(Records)
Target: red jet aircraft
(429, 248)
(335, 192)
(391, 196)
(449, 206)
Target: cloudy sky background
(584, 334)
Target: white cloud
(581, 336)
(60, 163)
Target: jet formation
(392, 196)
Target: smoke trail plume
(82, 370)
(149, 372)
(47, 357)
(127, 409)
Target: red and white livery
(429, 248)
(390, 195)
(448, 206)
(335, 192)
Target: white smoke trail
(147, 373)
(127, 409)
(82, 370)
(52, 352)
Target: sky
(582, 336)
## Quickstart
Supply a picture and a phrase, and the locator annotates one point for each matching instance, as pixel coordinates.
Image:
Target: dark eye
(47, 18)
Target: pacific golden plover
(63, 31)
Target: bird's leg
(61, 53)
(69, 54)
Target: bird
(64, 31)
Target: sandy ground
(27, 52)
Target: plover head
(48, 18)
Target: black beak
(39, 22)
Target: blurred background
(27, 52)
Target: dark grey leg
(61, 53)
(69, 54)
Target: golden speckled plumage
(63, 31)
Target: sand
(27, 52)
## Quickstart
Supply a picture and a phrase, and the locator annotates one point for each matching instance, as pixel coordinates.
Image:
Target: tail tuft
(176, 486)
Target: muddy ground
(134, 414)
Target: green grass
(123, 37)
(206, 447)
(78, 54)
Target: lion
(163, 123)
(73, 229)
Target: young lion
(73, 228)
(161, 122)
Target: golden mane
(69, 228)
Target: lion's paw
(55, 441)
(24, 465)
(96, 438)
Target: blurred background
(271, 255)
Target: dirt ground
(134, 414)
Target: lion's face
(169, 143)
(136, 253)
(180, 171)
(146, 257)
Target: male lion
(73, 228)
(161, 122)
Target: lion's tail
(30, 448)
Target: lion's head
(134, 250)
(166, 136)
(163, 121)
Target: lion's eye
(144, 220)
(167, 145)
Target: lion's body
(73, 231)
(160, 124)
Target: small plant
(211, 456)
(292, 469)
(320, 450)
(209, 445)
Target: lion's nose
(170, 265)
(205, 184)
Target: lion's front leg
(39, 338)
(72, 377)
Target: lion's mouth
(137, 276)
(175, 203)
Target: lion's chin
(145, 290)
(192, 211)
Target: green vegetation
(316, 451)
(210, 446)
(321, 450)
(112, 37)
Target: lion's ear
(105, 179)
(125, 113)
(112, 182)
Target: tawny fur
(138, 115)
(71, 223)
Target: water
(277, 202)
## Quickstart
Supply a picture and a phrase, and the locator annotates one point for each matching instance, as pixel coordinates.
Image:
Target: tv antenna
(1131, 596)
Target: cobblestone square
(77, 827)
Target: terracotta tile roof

- _Short exercise_:
Update the listing above so that every instance of "blurred background" reads "out-of-focus background", leaving the rest unchanged.

- _Expected answer_:
Target: red jet aircraft
(429, 248)
(335, 192)
(391, 196)
(449, 206)
Target: cloudy sky background
(584, 334)
Target: white cloud
(581, 336)
(60, 163)
Target: jet formation
(392, 196)
Target: smoke trail plume
(82, 370)
(149, 372)
(47, 357)
(127, 409)
Target: red and white livery
(429, 248)
(390, 195)
(448, 206)
(335, 192)
Target: white smoke trail
(147, 373)
(127, 409)
(82, 370)
(52, 352)
Target: sky
(582, 336)
## Quickstart
Supply a picture and a phrase, and the locator annotates one point for each matching instance, as pixel coordinates.
Image:
Target: dark eye
(47, 18)
Target: pacific golden plover
(63, 31)
Target: bird's leg
(61, 53)
(69, 54)
Target: bird
(64, 31)
Target: sandy ground
(27, 52)
Target: plover head
(48, 18)
Target: black beak
(39, 22)
Target: out-of-focus background
(27, 52)
Target: dark grey leg
(61, 53)
(69, 54)
Target: golden speckled plumage
(63, 31)
Target: sand
(27, 52)
## Quickstart
Supply a picture and a phrase, and the locator annotates one point for each matching instance, as pixel coordinates.
Image:
Target: tail tuft
(176, 486)
Target: muddy ground
(134, 414)
Target: green grass
(123, 37)
(206, 447)
(78, 54)
Target: lion
(163, 123)
(73, 229)
Target: young lion
(73, 228)
(161, 122)
Target: golden mane
(69, 228)
Target: lion's paw
(55, 441)
(24, 465)
(96, 438)
Target: out-of-focus background
(271, 255)
Target: dirt ground
(134, 414)
Target: lion's face
(169, 143)
(136, 253)
(180, 171)
(146, 257)
Target: male lion
(73, 228)
(161, 122)
Target: lion's tail
(30, 448)
Target: lion's head
(134, 250)
(166, 136)
(163, 121)
Target: lion's eye
(144, 220)
(167, 145)
Target: lion's body
(73, 231)
(160, 124)
Target: small plant
(211, 456)
(292, 469)
(320, 450)
(209, 445)
Target: lion's nose
(170, 265)
(205, 184)
Target: lion's front leg
(39, 338)
(72, 377)
Target: lion's mouth
(137, 276)
(175, 203)
Target: lion's chin
(145, 290)
(192, 211)
Target: green vegetation
(316, 451)
(210, 446)
(321, 450)
(112, 37)
Target: lion's ear
(105, 179)
(125, 113)
(112, 182)
Target: tawny fur
(138, 115)
(71, 223)
Target: water
(277, 202)
## Quickstart
Supply a picture and a phrase, and the locator annotates one point for each matching instance, as pixel coordinates.
Image:
Target: tv antenna
(1131, 596)
Target: cobblestone square
(77, 827)
Target: terracotta tile roof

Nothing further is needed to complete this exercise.